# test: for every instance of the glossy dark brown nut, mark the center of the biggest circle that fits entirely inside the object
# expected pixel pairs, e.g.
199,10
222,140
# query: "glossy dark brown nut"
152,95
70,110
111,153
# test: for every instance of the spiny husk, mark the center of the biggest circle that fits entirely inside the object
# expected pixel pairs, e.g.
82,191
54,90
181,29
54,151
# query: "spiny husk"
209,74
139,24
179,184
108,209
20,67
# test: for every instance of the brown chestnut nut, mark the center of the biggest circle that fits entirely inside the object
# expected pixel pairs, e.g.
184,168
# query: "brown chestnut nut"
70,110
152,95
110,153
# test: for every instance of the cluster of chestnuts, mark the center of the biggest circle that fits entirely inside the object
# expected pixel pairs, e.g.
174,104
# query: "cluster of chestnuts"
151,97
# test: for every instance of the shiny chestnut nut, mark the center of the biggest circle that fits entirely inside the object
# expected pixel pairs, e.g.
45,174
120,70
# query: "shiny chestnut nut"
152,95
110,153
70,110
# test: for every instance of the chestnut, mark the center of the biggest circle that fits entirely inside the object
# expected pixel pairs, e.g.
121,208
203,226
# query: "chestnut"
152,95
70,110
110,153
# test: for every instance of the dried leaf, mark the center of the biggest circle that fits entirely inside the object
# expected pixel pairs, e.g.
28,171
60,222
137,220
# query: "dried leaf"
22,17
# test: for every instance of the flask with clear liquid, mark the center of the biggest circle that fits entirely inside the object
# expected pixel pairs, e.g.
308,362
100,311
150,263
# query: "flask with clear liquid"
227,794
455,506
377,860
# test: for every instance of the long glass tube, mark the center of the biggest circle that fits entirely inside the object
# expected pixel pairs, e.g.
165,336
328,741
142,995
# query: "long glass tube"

--------------------------------

• _What this task involves_
Reproduce all of the material above word for word, line by line, without adding, dropping, or changing anything.

• _Result of this task_
# test: for every instance of the glossy dark brown nut, mark the center of the biggest circle that fits entirely inside the object
# expected pixel pairs, e.g.
199,10
222,140
# query: "glossy dark brown nut"
152,95
70,110
111,153
# test: for every instance of the spiny husk, mark the center of the biggest circle that fits entirely inside the object
# expected pixel pairs, e.g.
82,191
54,90
181,29
54,151
# query: "spiny husk"
209,74
139,24
179,184
108,209
20,67
# test: for every instance of the brown chestnut nut, mark the center of the biggest circle that fits entirely inside the object
# expected pixel pairs, e.g.
184,168
# query: "brown chestnut nut"
70,110
152,95
110,153
# test: for every instance of the cluster of chestnuts, mark the center of the biggest circle that fits entirely inside the object
# expected pixel pairs, e.g.
174,104
# query: "cluster of chestnuts"
151,97
# test: for every instance of the shiny chestnut nut, mark the center of the biggest circle that fits entirely inside the object
# expected pixel pairs, e.g.
45,174
120,70
# query: "shiny chestnut nut"
152,95
110,153
70,110
# test: for every instance of the chestnut, mark the center of the biggest circle that fits entirely inside the object
# expected pixel pairs, e.g.
121,208
203,226
# query: "chestnut"
152,95
70,110
110,153
# test: for every instance of the dried leaf, mark the center of the biggest circle that fits entirely inside the object
# expected pixel pairs, e.g.
28,171
60,222
137,220
# query: "dried leaf"
22,17
# test: for every instance of the flask with clear liquid, mark the center of the biggest circle that fits entirely inside the object
# expected pixel pairs, e.g.
308,362
100,311
150,263
# query: "flask with clear liquid"
227,794
455,506
377,860
# test: for every instance of the long glass tube, mark the center of the biggest circle that fits entirely inside the object
# expected pixel pairs, e.g.
165,336
328,741
142,995
# query: "long glass tube"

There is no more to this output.